Location labeling records:
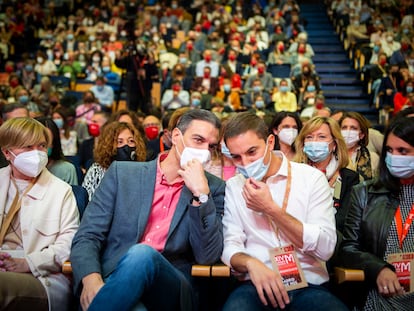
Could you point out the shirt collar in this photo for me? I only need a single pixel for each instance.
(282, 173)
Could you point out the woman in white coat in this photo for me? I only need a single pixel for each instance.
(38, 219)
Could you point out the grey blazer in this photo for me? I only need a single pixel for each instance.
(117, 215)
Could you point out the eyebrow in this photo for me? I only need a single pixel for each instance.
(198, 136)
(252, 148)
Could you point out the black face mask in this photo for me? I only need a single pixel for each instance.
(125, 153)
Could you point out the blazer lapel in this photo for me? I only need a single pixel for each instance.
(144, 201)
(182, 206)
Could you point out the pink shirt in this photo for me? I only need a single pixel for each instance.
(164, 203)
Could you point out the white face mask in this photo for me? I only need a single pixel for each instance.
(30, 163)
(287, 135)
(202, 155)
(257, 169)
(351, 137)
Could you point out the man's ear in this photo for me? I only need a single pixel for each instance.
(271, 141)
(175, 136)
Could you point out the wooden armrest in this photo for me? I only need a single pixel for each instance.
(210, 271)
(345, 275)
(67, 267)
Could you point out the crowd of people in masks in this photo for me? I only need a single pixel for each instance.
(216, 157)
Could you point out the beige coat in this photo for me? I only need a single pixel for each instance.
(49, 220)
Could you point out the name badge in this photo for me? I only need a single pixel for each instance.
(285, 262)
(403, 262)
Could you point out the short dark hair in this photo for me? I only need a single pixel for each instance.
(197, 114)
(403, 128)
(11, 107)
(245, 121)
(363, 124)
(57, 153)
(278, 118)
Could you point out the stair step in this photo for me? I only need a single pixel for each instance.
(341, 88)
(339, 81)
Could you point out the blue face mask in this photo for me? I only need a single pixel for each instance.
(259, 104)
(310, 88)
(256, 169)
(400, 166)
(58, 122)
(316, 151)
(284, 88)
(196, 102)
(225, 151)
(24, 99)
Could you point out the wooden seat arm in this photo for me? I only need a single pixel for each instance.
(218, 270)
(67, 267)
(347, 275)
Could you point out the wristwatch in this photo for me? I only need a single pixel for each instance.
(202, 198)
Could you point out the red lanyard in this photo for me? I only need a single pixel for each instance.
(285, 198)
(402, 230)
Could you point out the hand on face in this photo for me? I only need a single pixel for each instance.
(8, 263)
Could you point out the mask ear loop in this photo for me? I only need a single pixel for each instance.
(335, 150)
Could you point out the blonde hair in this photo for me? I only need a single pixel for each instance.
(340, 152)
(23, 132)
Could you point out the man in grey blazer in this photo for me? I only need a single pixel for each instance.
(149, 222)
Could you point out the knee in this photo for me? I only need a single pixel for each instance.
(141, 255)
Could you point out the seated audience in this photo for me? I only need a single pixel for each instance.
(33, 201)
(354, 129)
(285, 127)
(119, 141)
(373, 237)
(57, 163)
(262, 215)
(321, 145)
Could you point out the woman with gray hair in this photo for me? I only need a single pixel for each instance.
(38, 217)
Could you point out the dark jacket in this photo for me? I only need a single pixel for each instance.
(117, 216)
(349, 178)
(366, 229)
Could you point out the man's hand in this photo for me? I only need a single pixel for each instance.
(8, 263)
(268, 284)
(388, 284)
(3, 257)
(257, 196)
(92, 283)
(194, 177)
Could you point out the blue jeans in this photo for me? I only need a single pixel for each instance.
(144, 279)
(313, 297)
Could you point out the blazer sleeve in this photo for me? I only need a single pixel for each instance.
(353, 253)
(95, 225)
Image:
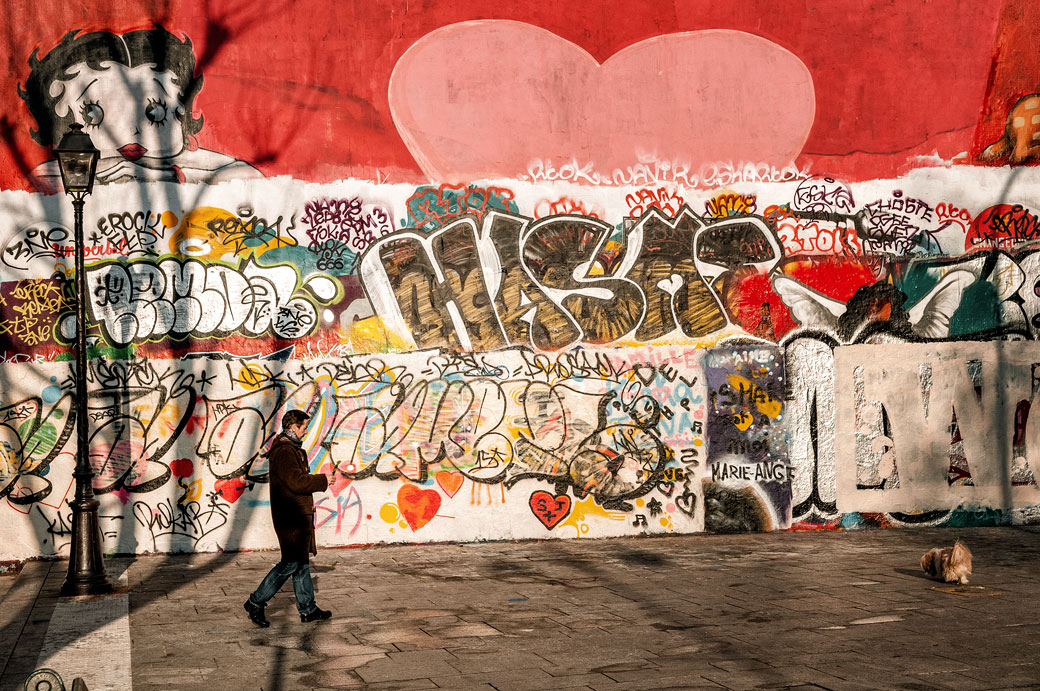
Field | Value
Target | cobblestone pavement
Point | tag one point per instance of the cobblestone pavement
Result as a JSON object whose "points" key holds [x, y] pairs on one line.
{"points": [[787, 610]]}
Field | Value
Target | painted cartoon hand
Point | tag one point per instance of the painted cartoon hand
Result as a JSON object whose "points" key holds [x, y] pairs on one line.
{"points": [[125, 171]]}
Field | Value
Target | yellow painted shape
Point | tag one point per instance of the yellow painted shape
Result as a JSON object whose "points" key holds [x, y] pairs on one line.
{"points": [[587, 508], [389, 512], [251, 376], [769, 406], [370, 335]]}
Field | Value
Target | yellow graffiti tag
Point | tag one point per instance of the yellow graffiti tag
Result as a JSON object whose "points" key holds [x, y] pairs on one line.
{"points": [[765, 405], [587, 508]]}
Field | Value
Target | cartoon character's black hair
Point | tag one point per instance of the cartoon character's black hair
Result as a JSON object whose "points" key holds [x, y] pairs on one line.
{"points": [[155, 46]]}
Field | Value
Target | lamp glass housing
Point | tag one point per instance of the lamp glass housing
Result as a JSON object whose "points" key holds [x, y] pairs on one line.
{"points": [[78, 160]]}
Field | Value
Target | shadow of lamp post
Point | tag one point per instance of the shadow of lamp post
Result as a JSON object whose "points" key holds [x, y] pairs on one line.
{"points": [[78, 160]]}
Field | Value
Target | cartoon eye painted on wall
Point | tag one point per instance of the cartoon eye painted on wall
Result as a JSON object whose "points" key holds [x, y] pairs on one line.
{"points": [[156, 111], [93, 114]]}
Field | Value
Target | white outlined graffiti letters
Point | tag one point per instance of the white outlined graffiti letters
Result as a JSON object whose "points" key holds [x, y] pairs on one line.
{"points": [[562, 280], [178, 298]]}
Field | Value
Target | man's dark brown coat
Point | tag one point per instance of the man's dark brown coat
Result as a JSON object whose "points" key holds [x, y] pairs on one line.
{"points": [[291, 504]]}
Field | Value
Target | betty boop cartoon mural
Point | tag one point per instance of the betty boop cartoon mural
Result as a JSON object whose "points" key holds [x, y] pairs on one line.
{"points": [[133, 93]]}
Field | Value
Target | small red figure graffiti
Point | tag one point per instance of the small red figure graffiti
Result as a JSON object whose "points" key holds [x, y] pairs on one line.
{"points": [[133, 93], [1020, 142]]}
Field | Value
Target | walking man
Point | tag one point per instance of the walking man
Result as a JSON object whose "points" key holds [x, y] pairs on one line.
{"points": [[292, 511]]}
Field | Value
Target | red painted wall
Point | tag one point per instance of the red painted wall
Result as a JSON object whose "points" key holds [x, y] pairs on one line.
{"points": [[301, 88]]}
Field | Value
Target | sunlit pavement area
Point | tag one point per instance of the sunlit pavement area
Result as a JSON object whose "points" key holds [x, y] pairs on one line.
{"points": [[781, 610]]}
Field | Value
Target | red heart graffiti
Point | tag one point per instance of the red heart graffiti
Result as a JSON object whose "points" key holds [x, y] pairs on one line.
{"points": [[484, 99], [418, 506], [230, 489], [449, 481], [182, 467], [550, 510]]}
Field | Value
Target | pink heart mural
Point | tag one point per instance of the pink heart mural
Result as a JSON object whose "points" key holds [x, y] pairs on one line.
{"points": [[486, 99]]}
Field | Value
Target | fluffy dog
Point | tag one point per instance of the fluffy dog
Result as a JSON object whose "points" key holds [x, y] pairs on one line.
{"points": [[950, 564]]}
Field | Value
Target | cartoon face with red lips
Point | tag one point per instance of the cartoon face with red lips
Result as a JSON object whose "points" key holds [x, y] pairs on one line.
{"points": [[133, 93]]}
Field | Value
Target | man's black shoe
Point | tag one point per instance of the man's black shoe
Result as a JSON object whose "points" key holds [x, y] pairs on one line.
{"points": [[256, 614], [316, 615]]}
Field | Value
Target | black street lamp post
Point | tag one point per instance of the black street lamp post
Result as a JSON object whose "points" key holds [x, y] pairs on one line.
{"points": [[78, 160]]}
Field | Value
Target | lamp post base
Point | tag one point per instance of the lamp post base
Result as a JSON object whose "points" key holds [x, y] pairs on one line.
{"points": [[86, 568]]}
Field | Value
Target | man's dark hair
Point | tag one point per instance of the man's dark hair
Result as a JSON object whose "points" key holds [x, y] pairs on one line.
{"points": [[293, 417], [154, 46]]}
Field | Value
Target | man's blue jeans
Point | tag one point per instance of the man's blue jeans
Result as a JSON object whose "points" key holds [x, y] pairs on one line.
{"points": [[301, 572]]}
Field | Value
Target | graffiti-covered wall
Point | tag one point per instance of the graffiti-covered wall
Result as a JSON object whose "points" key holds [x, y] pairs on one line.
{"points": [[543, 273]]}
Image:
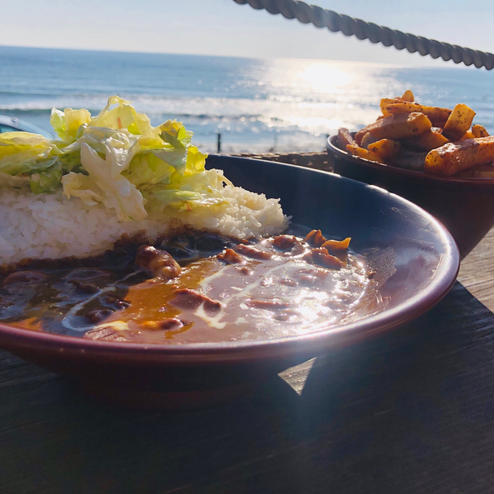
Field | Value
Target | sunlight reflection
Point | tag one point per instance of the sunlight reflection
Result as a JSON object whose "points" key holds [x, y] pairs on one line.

--

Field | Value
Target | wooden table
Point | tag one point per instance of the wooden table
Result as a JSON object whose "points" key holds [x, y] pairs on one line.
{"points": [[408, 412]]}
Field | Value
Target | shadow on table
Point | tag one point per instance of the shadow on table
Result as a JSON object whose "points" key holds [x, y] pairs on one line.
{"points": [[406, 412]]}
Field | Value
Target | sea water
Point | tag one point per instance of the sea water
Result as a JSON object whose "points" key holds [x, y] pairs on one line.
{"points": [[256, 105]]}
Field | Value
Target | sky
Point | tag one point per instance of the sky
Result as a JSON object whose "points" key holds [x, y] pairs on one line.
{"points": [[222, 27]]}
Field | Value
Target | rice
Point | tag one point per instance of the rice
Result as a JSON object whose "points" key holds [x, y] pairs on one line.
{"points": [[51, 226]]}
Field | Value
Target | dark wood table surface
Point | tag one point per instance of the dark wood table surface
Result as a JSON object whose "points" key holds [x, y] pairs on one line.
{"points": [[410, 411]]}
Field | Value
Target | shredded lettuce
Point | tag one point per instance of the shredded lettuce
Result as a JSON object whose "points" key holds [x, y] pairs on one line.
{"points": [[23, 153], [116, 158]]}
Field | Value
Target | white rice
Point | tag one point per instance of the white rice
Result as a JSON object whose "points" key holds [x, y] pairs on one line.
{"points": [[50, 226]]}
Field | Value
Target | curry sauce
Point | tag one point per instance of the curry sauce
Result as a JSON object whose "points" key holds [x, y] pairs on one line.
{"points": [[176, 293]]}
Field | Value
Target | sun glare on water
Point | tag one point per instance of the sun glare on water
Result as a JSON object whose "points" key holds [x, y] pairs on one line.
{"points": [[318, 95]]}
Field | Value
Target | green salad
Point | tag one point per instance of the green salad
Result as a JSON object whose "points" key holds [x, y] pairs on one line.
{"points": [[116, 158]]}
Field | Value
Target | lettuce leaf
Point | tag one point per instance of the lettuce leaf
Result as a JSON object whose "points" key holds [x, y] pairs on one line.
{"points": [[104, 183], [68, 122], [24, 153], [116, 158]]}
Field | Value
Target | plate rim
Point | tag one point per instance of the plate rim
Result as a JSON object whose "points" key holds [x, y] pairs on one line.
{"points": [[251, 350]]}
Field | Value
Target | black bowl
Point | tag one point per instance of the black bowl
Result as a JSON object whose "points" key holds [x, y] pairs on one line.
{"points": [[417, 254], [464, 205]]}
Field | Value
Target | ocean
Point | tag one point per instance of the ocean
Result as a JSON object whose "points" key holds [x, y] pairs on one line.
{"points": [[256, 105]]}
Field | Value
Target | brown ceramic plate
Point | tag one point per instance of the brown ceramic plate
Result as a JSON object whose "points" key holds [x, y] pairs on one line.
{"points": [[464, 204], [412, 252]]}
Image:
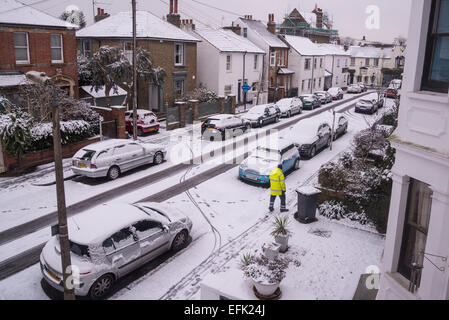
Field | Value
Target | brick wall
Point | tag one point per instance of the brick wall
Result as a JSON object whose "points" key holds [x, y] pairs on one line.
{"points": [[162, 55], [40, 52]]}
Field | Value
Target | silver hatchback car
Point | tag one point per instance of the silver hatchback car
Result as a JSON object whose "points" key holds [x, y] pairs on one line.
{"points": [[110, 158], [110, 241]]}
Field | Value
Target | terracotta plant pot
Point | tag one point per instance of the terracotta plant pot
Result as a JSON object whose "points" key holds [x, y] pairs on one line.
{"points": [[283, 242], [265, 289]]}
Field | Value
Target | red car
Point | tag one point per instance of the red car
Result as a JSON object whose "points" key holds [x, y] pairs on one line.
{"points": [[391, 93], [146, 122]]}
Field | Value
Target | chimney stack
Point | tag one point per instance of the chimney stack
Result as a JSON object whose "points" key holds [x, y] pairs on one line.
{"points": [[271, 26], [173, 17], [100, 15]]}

* * *

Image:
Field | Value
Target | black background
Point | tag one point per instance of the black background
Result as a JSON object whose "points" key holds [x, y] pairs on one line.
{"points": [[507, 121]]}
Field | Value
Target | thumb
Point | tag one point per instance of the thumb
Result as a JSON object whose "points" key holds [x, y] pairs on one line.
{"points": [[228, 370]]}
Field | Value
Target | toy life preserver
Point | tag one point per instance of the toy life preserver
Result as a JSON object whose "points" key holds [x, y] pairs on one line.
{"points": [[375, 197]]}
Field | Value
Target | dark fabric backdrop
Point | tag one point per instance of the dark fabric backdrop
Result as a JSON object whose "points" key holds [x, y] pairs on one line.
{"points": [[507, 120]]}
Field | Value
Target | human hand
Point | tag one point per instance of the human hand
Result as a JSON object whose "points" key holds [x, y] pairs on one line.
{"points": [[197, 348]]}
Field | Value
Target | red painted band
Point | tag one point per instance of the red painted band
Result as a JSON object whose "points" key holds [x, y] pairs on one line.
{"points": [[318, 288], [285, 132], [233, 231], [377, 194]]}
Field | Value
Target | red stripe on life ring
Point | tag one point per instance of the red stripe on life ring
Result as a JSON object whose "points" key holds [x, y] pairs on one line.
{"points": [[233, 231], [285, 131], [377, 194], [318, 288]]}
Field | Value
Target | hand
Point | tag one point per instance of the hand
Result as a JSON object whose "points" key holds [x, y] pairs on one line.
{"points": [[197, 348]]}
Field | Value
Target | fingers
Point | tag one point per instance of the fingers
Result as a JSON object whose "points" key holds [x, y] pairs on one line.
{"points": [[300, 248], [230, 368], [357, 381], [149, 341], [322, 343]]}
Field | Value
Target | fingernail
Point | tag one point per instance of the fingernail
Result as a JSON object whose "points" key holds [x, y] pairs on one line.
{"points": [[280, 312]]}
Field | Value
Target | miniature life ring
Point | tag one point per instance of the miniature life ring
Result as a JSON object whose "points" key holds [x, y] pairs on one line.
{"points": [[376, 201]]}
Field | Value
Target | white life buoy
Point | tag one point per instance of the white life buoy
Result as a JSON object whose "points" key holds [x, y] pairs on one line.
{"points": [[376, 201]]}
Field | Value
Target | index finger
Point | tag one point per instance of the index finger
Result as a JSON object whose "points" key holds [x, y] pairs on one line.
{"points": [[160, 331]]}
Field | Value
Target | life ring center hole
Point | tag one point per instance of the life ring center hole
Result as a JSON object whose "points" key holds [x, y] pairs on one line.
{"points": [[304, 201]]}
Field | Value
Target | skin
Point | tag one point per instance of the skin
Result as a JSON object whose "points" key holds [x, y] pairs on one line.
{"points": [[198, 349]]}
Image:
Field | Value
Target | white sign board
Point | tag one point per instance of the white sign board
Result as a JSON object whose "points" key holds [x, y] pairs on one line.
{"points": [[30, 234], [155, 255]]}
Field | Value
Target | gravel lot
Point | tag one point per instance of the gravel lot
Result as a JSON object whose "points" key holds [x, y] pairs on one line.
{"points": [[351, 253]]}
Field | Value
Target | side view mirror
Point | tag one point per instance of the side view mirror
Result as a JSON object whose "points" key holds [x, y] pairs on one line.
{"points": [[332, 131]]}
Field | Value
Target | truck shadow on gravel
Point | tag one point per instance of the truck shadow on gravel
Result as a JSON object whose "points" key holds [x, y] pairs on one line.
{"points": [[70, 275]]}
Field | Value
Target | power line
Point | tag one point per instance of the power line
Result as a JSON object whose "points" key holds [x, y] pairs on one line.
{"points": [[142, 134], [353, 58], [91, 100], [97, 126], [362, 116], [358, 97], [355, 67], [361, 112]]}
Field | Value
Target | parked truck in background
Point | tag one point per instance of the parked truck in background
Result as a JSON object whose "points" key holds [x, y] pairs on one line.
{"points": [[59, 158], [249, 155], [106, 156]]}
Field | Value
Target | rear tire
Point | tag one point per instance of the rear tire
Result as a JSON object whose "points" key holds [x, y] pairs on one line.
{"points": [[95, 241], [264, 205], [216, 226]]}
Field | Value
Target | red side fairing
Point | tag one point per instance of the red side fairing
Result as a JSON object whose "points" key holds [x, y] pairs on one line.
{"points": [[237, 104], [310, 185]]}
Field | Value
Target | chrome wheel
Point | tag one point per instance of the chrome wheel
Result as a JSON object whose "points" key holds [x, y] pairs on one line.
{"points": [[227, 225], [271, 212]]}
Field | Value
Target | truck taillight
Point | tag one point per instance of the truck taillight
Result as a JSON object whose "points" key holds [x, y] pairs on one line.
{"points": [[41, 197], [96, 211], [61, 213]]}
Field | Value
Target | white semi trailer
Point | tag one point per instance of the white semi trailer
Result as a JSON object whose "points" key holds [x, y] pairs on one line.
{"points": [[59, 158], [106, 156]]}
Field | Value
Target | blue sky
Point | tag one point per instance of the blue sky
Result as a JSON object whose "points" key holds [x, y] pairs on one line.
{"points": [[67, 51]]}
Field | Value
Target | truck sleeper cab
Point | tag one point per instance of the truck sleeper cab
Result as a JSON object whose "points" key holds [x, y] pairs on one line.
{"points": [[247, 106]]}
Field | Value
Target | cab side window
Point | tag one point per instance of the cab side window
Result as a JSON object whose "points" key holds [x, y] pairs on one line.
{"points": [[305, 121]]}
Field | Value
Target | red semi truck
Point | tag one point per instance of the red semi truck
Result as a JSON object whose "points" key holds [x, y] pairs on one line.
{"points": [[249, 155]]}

PROBLEM TO SOLVE: Pick out each line in the records above that contains the string "stack" and copy it. Case counts when matching.

CORRECT RESPONSE:
Target | chimney stack
Point | tag one point per instance of the chimney stack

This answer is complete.